- _Task statement_:
Return, unchanged, only the lines of the records below that fall between the line containing "Question. Point out every instance of the stadium grandstand" and the line containing "Query: stadium grandstand", inclusive.

- _Supplied records_:
========================================

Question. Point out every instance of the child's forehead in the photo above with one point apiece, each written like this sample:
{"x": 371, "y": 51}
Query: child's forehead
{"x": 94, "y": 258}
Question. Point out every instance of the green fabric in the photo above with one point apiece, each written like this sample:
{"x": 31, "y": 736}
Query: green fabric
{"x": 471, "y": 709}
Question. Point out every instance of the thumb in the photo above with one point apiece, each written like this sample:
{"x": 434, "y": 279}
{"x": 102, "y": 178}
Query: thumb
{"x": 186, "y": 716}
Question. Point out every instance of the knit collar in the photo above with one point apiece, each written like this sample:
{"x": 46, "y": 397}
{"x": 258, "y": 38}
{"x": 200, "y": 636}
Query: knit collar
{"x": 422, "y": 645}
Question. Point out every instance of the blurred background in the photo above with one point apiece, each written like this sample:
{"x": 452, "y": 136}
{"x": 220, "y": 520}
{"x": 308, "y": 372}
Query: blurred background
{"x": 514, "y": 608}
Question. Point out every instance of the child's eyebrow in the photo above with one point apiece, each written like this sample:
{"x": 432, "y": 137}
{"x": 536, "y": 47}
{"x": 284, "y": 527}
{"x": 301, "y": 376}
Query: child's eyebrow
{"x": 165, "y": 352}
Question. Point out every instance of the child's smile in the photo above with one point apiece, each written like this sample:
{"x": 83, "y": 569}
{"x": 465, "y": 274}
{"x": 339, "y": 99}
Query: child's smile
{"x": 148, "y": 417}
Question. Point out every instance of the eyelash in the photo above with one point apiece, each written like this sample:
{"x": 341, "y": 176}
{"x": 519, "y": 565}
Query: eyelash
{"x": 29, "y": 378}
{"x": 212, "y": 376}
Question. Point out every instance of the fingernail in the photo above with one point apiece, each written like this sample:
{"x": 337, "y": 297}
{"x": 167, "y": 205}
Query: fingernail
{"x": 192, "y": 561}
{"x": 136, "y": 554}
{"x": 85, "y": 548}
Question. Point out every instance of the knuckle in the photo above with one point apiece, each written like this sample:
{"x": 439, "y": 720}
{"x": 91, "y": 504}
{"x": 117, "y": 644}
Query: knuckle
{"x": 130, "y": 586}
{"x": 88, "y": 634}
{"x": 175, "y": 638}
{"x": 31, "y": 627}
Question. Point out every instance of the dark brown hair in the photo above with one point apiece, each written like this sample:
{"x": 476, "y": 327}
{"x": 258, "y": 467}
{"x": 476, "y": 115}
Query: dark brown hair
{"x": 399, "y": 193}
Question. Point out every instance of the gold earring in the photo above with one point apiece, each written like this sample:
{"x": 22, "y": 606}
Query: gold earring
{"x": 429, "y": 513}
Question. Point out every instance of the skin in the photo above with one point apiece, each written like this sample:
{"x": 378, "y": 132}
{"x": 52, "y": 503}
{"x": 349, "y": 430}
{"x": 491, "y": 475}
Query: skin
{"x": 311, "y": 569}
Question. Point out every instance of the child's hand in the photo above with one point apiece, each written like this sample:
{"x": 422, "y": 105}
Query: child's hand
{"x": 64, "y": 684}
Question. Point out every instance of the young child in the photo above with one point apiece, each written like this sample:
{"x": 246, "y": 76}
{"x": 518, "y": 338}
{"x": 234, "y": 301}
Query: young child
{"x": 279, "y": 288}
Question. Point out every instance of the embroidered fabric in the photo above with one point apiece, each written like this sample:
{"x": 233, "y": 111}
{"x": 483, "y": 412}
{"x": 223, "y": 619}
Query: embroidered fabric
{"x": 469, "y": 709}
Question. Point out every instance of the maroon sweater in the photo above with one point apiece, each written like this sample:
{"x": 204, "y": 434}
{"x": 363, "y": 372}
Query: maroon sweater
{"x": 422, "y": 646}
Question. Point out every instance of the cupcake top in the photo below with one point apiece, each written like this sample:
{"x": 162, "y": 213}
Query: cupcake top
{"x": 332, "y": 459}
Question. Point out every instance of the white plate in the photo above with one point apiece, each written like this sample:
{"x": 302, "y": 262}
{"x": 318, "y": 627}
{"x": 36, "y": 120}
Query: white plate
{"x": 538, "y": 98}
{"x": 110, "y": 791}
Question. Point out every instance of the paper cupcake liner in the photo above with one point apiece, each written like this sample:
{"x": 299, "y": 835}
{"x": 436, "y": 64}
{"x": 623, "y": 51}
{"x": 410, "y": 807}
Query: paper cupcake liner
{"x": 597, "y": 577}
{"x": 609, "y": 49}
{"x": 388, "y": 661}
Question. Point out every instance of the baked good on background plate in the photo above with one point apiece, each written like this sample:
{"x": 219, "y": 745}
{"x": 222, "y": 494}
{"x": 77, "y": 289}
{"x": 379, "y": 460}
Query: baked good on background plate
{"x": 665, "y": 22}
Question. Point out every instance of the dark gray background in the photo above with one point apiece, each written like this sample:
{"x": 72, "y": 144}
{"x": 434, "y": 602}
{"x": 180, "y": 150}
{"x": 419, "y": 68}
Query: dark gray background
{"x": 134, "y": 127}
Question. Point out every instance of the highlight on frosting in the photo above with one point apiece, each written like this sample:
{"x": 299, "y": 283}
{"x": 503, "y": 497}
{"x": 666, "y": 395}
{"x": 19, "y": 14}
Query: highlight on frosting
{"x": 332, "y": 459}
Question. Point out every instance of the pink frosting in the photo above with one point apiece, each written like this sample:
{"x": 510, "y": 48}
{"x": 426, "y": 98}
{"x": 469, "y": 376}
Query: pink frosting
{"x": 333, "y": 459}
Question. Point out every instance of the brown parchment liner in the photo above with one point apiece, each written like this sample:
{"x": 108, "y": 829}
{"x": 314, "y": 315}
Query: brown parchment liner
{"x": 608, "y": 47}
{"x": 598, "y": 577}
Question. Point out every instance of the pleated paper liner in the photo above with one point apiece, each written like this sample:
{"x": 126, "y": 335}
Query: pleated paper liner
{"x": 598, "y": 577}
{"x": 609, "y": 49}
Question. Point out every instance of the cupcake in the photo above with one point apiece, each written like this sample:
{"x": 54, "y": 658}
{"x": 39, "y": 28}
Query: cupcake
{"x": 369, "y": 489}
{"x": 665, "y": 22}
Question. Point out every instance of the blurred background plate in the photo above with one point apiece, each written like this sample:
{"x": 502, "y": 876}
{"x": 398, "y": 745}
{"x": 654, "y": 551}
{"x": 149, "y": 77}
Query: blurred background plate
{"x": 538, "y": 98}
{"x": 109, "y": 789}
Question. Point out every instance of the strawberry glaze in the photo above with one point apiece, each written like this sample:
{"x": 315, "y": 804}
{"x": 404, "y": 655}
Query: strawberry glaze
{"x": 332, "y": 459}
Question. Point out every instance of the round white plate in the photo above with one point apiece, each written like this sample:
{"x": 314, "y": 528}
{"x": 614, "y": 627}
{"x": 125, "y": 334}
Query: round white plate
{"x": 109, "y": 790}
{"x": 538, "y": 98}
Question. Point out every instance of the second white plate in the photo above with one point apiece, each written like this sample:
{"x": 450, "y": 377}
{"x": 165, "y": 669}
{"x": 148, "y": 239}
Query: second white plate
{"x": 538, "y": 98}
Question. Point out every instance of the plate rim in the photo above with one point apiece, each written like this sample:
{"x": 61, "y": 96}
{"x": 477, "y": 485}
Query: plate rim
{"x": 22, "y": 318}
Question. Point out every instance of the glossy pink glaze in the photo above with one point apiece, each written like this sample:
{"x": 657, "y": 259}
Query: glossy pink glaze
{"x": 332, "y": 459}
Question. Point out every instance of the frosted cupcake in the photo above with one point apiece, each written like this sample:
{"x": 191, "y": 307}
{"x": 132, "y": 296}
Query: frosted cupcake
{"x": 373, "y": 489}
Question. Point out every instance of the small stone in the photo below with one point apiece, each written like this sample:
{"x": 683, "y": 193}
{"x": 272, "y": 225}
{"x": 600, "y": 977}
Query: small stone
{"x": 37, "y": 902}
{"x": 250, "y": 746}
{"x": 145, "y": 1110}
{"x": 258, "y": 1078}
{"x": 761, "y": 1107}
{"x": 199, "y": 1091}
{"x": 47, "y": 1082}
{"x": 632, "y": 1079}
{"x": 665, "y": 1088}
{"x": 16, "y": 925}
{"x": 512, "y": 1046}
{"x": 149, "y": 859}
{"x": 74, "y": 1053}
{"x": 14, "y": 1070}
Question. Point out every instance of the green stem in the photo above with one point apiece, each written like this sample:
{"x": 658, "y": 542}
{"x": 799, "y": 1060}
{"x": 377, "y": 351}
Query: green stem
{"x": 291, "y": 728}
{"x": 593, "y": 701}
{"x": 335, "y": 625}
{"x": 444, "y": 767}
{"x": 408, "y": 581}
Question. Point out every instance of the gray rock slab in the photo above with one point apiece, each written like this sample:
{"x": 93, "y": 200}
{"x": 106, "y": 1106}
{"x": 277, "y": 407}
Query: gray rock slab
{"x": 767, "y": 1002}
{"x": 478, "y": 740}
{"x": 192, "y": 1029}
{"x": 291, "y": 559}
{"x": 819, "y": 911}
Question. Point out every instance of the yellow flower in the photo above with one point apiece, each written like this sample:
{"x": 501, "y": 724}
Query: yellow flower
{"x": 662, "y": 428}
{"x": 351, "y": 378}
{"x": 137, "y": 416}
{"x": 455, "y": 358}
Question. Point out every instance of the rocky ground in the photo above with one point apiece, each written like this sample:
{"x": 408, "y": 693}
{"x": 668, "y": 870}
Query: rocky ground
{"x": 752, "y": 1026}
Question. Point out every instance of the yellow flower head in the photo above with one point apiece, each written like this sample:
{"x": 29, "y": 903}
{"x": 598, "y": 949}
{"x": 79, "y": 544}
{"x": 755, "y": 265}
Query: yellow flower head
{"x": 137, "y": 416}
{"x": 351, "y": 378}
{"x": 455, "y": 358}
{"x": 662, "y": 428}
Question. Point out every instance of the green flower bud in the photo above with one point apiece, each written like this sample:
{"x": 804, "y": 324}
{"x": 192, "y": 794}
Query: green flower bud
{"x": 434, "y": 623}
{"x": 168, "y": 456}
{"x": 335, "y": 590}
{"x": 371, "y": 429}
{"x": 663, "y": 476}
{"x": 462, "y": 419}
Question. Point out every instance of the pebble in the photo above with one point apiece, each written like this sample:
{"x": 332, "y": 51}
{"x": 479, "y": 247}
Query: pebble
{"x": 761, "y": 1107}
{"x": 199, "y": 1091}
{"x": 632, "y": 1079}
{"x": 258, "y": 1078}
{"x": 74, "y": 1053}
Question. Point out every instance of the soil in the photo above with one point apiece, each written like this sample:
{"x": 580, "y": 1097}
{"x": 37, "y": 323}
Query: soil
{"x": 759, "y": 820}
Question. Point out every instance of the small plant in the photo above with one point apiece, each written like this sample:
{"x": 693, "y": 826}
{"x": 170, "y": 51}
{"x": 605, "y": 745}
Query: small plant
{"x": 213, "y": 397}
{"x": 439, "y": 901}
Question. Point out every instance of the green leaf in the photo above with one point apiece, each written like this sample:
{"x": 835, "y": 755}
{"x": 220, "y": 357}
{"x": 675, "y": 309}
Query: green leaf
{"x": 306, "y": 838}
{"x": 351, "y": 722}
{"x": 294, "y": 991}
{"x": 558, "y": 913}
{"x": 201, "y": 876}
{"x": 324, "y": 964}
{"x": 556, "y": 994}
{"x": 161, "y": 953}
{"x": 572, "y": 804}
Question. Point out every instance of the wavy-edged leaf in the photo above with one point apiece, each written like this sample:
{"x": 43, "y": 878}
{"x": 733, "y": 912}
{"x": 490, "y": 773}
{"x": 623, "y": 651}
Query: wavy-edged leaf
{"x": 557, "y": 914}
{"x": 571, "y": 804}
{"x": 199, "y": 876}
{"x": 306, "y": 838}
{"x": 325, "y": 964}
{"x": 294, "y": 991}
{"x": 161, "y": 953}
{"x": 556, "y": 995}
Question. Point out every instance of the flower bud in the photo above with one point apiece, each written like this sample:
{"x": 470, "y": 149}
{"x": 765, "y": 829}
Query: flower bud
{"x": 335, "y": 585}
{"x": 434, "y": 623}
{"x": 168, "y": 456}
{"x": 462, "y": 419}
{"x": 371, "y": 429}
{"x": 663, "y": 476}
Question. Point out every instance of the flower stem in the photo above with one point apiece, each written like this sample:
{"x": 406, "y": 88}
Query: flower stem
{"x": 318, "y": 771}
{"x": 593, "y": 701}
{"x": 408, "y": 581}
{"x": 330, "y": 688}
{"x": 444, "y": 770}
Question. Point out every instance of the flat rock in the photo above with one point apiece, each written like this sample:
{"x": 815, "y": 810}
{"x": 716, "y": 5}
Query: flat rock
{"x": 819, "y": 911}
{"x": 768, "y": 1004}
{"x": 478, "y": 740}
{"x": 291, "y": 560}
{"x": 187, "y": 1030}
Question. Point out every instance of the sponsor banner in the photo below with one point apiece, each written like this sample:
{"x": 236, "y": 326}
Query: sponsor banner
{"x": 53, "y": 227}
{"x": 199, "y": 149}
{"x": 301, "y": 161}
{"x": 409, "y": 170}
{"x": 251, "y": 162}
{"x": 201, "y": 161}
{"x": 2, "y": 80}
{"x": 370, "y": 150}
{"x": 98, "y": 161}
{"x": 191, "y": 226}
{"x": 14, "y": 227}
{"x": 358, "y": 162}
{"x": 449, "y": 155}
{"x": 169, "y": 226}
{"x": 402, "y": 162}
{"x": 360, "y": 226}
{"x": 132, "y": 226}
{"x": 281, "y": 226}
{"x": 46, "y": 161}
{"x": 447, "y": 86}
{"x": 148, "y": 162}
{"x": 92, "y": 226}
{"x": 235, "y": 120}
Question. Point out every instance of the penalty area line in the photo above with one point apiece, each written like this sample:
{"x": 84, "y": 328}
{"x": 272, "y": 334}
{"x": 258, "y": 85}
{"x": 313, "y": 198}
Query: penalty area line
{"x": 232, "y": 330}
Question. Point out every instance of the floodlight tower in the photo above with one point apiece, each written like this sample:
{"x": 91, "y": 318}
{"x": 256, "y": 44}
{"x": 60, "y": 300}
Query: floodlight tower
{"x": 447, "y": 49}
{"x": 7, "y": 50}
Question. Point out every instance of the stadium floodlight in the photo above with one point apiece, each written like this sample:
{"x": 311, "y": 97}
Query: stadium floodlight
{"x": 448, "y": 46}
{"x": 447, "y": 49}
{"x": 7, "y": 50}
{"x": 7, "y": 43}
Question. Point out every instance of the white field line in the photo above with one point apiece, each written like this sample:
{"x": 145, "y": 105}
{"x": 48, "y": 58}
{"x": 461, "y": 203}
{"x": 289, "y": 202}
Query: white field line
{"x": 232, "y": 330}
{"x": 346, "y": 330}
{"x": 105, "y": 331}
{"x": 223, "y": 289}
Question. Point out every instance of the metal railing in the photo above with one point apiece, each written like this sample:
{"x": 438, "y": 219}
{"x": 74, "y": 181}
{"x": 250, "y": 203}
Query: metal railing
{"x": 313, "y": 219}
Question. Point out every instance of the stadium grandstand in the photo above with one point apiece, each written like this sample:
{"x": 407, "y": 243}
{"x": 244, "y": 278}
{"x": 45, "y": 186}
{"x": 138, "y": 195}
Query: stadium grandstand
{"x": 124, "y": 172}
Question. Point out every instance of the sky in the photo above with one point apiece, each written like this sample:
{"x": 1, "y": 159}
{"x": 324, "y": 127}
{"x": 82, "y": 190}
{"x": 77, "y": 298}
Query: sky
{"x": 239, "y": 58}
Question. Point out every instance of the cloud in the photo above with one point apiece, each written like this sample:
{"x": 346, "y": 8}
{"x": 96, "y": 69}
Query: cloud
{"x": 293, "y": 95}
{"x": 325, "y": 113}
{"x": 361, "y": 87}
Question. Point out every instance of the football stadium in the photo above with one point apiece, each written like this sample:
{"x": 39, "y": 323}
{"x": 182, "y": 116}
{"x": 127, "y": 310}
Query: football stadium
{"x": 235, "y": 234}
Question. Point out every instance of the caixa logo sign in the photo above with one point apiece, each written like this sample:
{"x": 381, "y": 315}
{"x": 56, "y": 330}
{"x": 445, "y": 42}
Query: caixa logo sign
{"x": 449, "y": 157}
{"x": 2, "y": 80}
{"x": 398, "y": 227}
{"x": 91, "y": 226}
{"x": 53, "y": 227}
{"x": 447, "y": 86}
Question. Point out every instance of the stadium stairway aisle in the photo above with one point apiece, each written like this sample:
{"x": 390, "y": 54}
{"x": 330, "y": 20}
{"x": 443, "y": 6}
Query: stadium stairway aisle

========================================

- _Result of this exercise_:
Question. Point out every instance of the stadium grandstand in the photo above with one point apiece, each written like this sample:
{"x": 407, "y": 243}
{"x": 244, "y": 278}
{"x": 45, "y": 186}
{"x": 138, "y": 195}
Query: stadium grandstand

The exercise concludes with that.